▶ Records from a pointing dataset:
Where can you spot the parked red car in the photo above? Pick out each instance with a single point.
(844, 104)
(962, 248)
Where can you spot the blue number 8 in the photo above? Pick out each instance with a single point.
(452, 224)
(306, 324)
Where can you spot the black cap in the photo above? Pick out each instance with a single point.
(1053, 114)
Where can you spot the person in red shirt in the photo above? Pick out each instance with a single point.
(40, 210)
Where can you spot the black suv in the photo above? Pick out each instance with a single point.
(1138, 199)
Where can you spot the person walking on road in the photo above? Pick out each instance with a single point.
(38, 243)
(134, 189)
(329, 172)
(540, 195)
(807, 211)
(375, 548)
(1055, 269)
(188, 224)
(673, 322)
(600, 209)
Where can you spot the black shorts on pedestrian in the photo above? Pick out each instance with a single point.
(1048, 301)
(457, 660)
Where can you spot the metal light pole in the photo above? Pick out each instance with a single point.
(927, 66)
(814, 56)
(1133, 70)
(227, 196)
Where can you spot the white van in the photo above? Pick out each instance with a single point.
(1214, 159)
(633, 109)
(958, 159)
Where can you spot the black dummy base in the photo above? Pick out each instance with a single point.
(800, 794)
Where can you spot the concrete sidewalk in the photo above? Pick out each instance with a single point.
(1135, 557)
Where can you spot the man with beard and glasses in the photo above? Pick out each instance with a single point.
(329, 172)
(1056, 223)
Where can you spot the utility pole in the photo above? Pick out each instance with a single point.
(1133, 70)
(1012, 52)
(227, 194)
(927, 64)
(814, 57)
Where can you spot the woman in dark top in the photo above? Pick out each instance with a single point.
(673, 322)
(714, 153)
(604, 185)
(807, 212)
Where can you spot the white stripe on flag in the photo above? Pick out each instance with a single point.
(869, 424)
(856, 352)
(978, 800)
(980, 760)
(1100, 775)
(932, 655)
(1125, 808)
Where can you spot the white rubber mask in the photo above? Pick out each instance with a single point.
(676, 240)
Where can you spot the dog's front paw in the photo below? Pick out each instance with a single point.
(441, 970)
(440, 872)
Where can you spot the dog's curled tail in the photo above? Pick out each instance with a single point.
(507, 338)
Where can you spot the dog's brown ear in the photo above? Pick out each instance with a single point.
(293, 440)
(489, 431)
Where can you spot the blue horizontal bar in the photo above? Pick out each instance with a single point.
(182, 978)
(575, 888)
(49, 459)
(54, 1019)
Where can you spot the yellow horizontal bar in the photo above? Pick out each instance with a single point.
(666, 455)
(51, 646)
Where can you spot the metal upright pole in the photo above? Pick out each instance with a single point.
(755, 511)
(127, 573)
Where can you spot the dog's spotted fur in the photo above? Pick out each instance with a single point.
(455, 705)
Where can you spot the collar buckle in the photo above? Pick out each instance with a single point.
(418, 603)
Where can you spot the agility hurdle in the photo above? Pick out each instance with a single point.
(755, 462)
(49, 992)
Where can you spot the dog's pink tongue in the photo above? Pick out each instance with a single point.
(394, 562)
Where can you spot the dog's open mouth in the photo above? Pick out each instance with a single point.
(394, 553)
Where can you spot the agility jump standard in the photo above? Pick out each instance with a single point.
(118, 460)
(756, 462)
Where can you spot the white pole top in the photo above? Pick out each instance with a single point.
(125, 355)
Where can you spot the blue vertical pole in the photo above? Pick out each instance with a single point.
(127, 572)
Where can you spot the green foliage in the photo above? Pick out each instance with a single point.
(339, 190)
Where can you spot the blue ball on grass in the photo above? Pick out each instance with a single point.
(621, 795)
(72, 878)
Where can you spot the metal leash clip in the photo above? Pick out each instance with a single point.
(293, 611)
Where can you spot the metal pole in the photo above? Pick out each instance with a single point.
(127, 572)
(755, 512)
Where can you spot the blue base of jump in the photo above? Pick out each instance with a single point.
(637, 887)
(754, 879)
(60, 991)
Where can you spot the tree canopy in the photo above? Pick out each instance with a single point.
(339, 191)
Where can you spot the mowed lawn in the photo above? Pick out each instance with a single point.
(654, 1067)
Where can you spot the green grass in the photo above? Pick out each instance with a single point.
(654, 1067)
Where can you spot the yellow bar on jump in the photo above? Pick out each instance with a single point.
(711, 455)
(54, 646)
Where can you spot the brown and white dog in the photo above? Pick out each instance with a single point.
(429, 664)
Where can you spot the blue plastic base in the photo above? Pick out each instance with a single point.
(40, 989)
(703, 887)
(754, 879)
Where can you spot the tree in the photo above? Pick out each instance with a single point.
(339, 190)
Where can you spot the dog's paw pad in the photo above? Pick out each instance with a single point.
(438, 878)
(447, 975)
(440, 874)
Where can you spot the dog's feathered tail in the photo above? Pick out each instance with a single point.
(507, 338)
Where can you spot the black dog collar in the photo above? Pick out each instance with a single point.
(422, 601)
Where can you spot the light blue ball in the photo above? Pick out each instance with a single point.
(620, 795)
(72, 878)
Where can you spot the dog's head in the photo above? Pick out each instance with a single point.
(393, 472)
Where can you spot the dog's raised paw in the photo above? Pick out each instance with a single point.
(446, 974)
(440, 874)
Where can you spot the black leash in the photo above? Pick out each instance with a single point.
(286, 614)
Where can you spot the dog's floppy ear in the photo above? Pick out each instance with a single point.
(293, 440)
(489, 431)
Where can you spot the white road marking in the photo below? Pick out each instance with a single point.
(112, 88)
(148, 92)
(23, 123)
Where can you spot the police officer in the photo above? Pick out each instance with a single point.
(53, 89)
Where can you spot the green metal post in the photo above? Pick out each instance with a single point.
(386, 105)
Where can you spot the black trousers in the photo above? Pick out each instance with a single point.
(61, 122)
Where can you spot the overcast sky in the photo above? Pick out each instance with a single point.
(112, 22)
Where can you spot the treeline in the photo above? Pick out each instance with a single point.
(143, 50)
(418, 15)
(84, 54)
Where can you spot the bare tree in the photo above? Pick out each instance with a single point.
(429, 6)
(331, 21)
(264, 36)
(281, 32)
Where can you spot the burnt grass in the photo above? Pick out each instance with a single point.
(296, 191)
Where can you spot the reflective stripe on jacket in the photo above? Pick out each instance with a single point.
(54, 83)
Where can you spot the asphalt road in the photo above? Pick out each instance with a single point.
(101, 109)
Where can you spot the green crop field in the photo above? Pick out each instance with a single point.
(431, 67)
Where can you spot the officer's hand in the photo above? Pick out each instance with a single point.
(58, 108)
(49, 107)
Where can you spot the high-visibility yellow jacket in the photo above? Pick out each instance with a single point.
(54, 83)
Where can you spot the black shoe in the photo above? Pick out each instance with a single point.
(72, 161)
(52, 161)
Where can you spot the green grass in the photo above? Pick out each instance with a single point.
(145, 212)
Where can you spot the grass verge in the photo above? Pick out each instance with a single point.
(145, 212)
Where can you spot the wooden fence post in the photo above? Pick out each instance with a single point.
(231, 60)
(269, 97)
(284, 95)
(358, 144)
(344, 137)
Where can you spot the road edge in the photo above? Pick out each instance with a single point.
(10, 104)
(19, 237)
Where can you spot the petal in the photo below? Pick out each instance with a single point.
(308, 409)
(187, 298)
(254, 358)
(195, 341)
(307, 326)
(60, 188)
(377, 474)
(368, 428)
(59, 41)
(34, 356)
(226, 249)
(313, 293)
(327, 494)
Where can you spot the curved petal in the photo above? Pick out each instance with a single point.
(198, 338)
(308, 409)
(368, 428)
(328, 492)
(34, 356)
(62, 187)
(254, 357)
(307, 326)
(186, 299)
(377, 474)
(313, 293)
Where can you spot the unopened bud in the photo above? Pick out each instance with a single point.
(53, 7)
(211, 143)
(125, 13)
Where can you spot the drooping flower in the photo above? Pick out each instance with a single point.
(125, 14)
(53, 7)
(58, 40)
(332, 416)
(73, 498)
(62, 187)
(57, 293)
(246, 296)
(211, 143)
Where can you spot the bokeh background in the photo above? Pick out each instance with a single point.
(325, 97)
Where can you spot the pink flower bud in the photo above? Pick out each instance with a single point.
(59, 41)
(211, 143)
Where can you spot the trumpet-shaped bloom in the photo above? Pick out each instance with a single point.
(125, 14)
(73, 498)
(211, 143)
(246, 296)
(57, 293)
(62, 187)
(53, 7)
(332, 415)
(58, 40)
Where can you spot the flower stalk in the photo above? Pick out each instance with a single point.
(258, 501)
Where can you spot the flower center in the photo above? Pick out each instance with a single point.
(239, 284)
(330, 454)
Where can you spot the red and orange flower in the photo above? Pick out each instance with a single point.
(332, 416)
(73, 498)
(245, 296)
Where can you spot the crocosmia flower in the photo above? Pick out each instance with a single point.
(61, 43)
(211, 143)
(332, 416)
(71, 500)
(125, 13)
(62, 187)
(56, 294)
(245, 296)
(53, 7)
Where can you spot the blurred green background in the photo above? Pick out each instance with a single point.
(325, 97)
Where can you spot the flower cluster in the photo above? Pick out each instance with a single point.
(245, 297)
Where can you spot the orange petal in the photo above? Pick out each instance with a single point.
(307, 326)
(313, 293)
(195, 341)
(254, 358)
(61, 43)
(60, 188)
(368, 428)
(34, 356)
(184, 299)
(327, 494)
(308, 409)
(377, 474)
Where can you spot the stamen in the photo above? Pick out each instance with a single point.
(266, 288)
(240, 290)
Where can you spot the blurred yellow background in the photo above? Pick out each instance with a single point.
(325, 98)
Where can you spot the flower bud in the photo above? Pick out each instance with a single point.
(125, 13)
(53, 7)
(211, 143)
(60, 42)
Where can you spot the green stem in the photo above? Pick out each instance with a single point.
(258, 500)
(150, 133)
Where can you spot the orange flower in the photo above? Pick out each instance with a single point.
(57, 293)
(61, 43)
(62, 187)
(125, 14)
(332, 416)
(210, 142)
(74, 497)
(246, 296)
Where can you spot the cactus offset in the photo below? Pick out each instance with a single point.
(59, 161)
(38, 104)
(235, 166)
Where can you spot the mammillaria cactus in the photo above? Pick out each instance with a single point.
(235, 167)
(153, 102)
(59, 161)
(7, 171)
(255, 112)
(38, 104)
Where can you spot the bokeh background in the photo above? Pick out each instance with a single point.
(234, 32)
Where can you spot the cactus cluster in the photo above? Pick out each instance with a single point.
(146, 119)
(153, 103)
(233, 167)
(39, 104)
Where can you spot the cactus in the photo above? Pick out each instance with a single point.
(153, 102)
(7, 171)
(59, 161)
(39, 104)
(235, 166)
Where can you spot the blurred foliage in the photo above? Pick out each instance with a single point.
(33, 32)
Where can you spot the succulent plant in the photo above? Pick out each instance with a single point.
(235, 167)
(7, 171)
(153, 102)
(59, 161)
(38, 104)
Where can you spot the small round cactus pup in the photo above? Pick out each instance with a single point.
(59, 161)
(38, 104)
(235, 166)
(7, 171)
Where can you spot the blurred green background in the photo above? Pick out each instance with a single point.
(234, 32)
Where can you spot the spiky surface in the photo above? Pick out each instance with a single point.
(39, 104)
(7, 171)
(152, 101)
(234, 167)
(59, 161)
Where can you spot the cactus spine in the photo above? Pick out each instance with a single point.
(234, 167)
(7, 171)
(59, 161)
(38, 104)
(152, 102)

▶ What you will do: Copy the entries above from their first line through the line containing "(1138, 199)", including both ends. Keep every line unchanged.

▶ Final answer:
Where can you spot the parked red car in the photo above? Pick out each instance with a single point.
(844, 104)
(962, 248)
Where can you spot the blue number 8 in the photo above? Pick out each instance with a single point.
(452, 224)
(306, 324)
Where can you spot the black cap in the photo above? Pick out each instance with a single point.
(1053, 114)
Where can you spot the person in red shirt in the photo above? Pick out each instance with a single point.
(40, 210)
Where can you spot the black suv in the photo above? Pick out each instance with a single point.
(1138, 199)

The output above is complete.